**OBJETIVO**
¿Cómo quedan todos los registros siguientes si sustituyes "exactly one marker" por "a single marker" y dejas todo lo demás igual?

Datos de origen
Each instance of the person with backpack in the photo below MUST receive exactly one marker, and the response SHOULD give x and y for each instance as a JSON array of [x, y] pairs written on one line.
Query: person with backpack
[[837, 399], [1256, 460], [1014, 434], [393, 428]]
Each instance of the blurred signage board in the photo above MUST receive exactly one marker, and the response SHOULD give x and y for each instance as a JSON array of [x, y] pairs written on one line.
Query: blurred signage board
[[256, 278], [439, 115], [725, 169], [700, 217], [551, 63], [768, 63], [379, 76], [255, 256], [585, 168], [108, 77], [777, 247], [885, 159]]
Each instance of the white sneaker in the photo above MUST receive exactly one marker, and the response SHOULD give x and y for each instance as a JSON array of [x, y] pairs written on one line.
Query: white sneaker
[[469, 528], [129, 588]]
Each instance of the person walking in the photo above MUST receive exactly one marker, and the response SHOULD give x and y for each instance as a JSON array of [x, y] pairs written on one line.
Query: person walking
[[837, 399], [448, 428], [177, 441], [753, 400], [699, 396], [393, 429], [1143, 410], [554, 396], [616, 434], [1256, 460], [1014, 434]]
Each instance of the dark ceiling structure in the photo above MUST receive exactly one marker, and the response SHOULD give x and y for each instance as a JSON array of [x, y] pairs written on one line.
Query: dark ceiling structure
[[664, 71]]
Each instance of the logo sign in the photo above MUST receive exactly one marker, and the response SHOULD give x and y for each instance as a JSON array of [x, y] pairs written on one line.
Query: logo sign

**RESULTADO DEL EJERCICIO**
Each instance of the person with backpack in the photo below MUST receive a single marker, and the response SHOULD give x and y for each instance as a JSON array of [x, y] pairs written on one line.
Query: person with backpack
[[837, 399], [1256, 460], [1014, 434], [393, 428]]
Each instance of the blurred signage board in the photo above MUST receive a single marker, and the response SHOULD give x and y for each instance as a JSON array of [x, y] pairs written on one line.
Query: blurred signage board
[[256, 278], [439, 115], [725, 169], [700, 217], [551, 63], [768, 63], [379, 76], [255, 256], [585, 168], [108, 77], [777, 247], [885, 159]]
Each instance of the white sneaker in the photo above MUST receive a single marker, and the response SHOULD give x and y for each instance as a JSON array of [x, y] pairs written on one line.
Query: white sneaker
[[469, 528], [129, 588]]
Each instance of the person walking in the photo above MUST receive a single marker, and the response SHOULD give x and y for each instance as a JSON array of [x, y] pairs written on one line.
Query: person walking
[[837, 399], [448, 428], [177, 441], [753, 400], [699, 396], [393, 429], [1143, 410], [554, 396], [616, 434], [1256, 460], [1014, 434]]
Each instance of the dark ceiling structure in the photo above MUST receive a single marker, and the response SHOULD give x and y for each instance as a JSON array of [x, y] pairs written on one line.
Query: dark ceiling structure
[[664, 71]]
Each instance of the logo sign in the photo above MUST receive a single marker, and the response SHOULD give x and y for each instance as a JSON array of [x, y] pairs written on one line.
Query: logo sign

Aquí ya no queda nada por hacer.